Hickory High School is located in Hickory, North Carolina, United States.  It is a public high school in the Hickory City School system, located in Catawba County.

General information
Hickory High School moved to its current location of 1234 3rd Street NE, in 1972. Hickory High is currently classified as a NCHSAA 3A high school. It is the largest school within the Hickory City School district.

Athletics
Hickory High sports teams compete as members of the North Carolina High School Athletic Association (NCHSAA) in the 3A classification. They are currently in the Western Foothills 3A Athletic Conference. The school colors are garnet and gold, and the sports teams are known as the Red Tornadoes. Team and individual state championships have been won in a variety of sports.

• [Set task 1]: Which city, state, country, and county does the Hickory High School text name?

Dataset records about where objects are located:
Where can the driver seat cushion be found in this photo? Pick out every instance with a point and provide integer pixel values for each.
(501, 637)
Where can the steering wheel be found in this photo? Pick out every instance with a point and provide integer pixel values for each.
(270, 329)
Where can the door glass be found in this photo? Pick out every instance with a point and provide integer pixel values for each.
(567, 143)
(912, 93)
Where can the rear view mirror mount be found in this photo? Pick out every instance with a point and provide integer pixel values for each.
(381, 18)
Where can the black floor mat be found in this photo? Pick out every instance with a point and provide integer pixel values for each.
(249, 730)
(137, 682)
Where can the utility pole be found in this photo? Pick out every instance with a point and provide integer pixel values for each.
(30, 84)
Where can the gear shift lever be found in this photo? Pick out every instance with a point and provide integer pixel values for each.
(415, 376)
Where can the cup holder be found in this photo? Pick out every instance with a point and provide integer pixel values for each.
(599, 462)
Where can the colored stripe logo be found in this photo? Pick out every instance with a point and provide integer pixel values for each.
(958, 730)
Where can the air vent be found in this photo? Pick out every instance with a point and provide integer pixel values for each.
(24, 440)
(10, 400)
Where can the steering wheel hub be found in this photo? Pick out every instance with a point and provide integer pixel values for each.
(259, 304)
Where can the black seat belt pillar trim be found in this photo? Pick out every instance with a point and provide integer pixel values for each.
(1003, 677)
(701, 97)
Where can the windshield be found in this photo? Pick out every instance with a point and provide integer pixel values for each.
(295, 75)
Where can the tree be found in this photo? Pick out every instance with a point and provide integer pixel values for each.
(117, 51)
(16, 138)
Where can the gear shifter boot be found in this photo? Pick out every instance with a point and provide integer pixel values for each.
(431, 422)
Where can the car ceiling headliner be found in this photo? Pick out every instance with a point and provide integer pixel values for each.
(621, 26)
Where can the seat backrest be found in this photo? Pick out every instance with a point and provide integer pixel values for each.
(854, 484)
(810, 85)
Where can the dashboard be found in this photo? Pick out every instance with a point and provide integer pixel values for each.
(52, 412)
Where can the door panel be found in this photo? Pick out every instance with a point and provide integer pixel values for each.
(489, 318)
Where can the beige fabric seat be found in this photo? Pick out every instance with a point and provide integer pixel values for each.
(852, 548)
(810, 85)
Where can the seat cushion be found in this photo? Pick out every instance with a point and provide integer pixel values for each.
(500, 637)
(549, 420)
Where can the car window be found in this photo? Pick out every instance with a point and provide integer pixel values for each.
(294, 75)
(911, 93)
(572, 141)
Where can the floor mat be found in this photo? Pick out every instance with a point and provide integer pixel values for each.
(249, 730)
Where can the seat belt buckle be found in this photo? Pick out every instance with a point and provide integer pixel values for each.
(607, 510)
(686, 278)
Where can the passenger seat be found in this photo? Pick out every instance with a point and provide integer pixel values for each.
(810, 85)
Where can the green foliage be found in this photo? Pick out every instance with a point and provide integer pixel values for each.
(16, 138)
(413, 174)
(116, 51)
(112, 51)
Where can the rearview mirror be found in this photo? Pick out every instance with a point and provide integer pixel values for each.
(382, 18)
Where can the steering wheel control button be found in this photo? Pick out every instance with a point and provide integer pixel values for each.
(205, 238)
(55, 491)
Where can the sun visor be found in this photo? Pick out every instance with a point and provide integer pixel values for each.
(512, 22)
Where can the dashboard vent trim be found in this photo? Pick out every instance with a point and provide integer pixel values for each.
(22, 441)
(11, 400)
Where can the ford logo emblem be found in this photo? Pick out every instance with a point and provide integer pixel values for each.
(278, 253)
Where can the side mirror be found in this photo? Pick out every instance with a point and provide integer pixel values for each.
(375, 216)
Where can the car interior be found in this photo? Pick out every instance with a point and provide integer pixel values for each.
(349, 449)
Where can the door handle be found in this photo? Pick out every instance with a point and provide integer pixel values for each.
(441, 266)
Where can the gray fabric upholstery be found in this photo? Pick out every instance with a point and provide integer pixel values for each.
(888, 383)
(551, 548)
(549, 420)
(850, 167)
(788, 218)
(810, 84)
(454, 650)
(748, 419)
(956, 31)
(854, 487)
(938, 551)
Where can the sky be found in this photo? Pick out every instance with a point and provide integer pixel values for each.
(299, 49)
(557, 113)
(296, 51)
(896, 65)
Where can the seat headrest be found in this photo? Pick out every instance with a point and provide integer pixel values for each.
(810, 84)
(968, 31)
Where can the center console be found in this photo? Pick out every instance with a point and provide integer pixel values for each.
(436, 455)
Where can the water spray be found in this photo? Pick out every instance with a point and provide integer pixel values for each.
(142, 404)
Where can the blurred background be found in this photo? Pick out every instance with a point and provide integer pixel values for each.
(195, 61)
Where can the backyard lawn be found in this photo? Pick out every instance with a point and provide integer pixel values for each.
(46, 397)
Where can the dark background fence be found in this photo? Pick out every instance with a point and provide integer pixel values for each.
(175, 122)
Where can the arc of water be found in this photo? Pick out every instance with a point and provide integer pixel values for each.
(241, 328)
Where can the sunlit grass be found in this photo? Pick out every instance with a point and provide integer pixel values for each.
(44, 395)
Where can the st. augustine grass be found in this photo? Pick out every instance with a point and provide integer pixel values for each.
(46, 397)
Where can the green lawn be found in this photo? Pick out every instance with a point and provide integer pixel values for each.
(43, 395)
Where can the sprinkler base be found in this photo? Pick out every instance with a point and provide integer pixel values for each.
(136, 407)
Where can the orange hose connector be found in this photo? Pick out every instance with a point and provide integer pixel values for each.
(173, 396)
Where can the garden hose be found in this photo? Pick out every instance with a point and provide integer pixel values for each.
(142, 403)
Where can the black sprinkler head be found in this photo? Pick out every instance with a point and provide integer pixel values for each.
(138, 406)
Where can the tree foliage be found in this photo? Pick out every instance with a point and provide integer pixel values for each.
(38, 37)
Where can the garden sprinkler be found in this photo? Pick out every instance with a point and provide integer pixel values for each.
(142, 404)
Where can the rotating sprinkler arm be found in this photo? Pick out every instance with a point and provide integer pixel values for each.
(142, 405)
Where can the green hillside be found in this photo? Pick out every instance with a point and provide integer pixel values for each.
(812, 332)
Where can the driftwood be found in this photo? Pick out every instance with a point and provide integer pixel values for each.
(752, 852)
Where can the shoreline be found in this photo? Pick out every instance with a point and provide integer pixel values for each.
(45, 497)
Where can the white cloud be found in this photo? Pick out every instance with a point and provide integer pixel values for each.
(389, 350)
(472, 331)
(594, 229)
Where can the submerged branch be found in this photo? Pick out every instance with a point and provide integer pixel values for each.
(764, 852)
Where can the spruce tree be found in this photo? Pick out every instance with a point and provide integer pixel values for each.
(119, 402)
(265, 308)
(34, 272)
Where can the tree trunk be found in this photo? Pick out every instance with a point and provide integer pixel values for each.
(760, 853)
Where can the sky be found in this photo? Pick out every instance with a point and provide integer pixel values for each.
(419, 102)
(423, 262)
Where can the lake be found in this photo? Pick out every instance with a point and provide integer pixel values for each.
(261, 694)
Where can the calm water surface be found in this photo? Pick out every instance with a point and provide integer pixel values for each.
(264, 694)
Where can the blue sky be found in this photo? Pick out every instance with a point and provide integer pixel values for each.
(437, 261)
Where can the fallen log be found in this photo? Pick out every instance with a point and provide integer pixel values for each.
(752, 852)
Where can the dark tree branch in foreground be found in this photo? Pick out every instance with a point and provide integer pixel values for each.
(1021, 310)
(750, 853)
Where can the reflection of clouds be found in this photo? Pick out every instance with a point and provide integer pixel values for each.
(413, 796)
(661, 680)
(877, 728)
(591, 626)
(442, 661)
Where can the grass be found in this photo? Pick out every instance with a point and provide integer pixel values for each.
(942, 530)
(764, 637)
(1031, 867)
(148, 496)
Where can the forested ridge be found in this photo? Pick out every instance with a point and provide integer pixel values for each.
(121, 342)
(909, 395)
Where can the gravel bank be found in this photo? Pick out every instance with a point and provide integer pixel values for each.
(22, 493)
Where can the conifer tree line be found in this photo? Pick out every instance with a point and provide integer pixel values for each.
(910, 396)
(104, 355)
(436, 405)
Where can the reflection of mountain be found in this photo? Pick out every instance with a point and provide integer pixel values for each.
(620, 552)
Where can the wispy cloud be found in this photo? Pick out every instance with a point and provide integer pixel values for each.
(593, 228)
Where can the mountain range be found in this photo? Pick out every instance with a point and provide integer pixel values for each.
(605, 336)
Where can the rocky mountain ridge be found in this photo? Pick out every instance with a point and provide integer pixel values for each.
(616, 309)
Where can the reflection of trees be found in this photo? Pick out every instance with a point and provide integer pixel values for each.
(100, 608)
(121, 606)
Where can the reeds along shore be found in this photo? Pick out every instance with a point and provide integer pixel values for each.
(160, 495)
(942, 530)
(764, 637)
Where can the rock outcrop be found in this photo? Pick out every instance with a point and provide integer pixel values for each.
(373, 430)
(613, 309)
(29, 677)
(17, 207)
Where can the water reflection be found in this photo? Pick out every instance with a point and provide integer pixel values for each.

• [Set task 2]: How many lines of the records contain the word "floor"? Give only the number.

• [Problem solution 1]: Hickory, North Carolina, United States, Catawba County

• [Problem solution 2]: 2